_DOCUMENT SECTION:_
Do I need that black cardigan? I thought, pulling the heavy door shut. Then I thought, No, I’ll be back in four weeks. I can do without it. What I didn’t know in that moment was that I was closing the door forever on my life of 21 years as a Florentine. Or that’s what it feels like now.

 

 

Inside the 800-year-old house in via dei Cerchi, metres from the home of Dante, paces from the home of government in Palazzo Vecchio, the wardrobe is still filled with the Christmas presents I decided not to pack to take home to Sydney, as I would have more space on my next journey. Christmas 2019. They are still there, but I am not.

 

 

In the darkened rooms, with their 16-foot ceilings and metre-thick stone walls, lie the gifts we unwrapped to squeals of delight from children and grandchildren on the morning of the family Christmas in our Florentine home together. But there also lie the ghosts of the past: the italianità that has formed my sense of self for nearly half my life. What am I if I’m no longer the person who thought and dreamt, and read and wrote in Italian, flitting between the two countries like a commuter between bus stops? For more than 30 years, my life was a seamless existence bounded by the Italian peninsula and the Great Southern Land. I moved between the two as water flows.

 

 

When I heard the click of that door at the end of January 2020, my flight back on March 4 was booked and the plans for the research I would be doing for my current novel on Lorenzo de Medici and his clash with the fundamentalist friar Savonarola already formed an orderly list in my notebook. Then the world imploded.

_WHAT IS BEING ASKED:_
Shorten the paragraph of the Florence passage that begins "When I heard the click of that door" into a brief bulleted list that keeps its main facts. The listing has no connection to the Florence passage.

_RECORD SET:_
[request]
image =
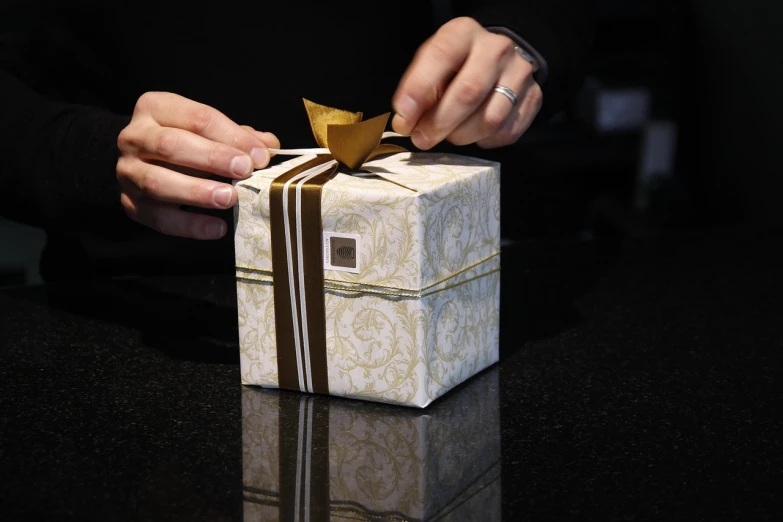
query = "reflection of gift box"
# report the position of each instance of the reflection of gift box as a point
(410, 289)
(314, 458)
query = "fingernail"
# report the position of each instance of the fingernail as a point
(240, 165)
(260, 157)
(222, 196)
(215, 230)
(407, 107)
(420, 139)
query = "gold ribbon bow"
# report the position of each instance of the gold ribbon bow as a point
(296, 230)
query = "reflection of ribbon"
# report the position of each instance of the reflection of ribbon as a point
(295, 220)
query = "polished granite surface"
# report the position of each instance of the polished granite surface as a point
(637, 381)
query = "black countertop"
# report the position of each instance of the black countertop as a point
(637, 381)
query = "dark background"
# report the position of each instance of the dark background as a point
(705, 75)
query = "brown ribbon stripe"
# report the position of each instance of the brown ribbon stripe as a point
(299, 290)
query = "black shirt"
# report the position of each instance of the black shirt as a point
(71, 72)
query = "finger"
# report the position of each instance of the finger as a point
(170, 220)
(520, 121)
(490, 56)
(436, 62)
(180, 147)
(173, 110)
(162, 184)
(269, 139)
(494, 113)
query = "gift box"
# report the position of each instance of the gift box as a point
(372, 274)
(310, 457)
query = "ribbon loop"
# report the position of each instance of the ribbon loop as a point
(297, 250)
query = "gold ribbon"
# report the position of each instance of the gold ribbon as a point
(296, 229)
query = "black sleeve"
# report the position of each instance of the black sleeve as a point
(58, 160)
(57, 157)
(560, 30)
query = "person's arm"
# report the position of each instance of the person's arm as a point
(57, 160)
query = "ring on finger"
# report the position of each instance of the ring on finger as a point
(508, 93)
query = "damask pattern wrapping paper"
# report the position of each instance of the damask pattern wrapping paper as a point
(420, 315)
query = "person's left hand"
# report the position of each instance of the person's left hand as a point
(448, 93)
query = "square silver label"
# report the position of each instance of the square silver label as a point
(341, 252)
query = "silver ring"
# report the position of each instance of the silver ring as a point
(508, 93)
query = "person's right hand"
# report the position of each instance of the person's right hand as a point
(168, 148)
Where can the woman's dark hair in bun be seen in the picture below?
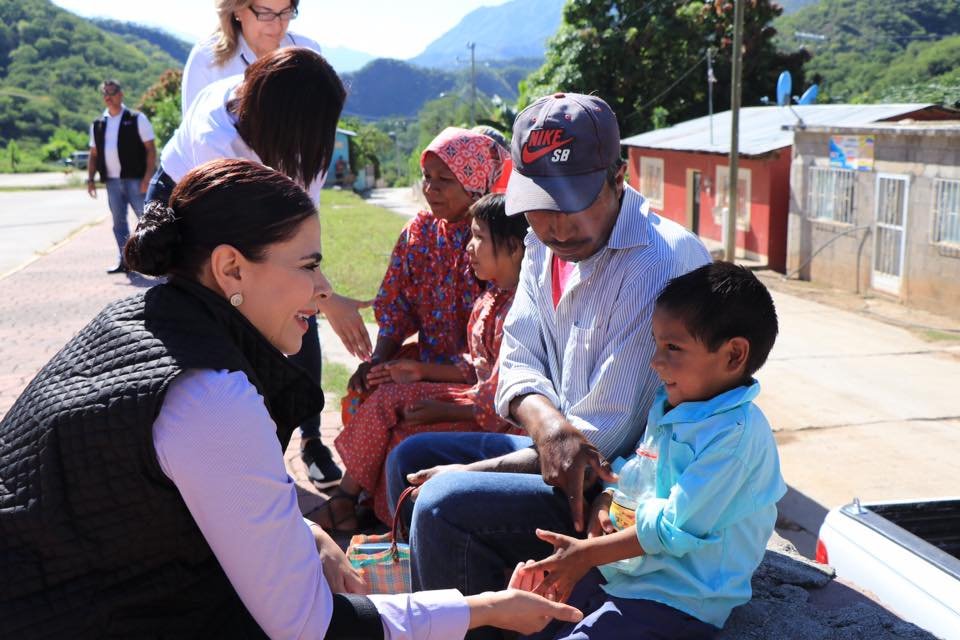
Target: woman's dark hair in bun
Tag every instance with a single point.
(236, 202)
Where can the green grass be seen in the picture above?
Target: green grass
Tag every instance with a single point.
(333, 380)
(935, 335)
(357, 241)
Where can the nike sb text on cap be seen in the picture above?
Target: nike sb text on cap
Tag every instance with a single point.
(562, 147)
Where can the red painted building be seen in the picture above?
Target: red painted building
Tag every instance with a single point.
(683, 170)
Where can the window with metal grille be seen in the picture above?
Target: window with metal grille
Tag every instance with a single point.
(946, 212)
(722, 204)
(831, 194)
(651, 180)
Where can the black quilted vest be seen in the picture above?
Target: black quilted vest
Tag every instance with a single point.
(95, 541)
(130, 148)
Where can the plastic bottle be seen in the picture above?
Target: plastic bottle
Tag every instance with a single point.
(637, 483)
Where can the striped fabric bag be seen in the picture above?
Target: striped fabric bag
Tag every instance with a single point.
(381, 559)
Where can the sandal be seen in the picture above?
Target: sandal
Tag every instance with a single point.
(326, 516)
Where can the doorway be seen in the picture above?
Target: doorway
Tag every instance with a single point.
(890, 231)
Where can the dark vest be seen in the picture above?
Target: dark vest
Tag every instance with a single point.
(95, 541)
(133, 155)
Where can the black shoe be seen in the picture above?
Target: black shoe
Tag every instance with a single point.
(321, 468)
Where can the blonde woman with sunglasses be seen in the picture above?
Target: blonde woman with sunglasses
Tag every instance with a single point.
(247, 30)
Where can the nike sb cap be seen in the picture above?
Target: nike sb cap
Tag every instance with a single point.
(562, 147)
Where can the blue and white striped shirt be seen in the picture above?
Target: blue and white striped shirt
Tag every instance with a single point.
(591, 355)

_ANSWER TO THIS PROBLEM:_
- The door clicked shut at the end of January 2020.
- A flight back on March 4 was already booked.
- Research plans for the current novel were written as an orderly list in a notebook. The novel is about Lorenzo de Medici and his clash with the fundamentalist friar Savonarola.
- Then the world imploded.